WHAT TO WORK ON:
Scan the material for the word "shoreline", then return every line where it appears.

---

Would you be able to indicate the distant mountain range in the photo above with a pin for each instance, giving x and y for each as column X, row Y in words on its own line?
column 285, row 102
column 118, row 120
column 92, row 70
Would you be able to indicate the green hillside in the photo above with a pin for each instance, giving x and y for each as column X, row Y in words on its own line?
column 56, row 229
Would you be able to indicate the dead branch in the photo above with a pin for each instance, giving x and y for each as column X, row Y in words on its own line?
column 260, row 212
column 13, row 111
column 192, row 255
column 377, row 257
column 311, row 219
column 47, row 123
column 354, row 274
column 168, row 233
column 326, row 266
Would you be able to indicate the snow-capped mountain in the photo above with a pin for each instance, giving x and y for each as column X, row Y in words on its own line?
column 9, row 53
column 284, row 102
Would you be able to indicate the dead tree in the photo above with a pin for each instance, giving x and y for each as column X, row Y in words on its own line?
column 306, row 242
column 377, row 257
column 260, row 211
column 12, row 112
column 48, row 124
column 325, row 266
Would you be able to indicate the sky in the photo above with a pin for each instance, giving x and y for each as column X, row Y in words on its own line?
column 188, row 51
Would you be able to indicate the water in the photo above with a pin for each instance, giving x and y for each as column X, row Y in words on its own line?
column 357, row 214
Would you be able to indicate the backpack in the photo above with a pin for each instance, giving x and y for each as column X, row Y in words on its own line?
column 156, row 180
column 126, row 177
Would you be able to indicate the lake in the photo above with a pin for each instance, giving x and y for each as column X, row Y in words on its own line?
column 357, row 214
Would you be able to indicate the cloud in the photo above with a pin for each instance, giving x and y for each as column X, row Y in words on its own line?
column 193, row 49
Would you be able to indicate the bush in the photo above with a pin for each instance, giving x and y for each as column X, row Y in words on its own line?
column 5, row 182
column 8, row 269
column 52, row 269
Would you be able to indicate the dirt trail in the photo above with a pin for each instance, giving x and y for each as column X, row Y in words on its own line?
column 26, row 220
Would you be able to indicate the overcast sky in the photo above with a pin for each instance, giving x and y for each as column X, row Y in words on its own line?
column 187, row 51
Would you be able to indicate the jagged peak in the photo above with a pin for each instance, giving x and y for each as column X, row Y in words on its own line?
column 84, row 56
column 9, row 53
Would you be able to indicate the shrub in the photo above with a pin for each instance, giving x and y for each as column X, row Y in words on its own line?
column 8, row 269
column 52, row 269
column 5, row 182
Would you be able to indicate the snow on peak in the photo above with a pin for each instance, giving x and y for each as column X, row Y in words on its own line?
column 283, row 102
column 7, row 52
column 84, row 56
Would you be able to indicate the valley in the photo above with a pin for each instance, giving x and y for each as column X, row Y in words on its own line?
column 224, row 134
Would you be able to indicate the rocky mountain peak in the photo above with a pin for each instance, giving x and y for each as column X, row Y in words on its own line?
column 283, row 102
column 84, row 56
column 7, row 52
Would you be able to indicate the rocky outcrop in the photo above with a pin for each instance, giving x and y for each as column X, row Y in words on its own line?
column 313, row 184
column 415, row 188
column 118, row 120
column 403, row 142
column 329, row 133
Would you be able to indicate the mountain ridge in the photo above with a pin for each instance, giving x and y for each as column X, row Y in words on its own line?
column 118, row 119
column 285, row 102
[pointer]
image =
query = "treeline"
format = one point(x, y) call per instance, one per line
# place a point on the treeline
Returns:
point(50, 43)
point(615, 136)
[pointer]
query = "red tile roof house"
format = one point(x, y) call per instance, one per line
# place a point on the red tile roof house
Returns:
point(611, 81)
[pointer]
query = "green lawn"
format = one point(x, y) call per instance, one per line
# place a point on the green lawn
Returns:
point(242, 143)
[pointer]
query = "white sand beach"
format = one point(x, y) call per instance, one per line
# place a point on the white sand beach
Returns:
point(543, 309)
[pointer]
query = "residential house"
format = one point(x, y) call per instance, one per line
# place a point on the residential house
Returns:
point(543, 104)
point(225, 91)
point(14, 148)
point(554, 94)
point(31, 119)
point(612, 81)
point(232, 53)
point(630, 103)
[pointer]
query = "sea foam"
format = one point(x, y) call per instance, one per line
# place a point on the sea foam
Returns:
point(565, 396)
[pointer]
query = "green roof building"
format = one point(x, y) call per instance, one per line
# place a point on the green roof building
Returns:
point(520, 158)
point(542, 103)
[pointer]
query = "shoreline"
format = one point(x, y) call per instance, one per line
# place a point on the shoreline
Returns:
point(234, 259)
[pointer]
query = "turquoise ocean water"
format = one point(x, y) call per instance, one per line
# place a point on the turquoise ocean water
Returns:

---

WRITTEN ANSWER:
query = "shoreline"
# place a point on the shoreline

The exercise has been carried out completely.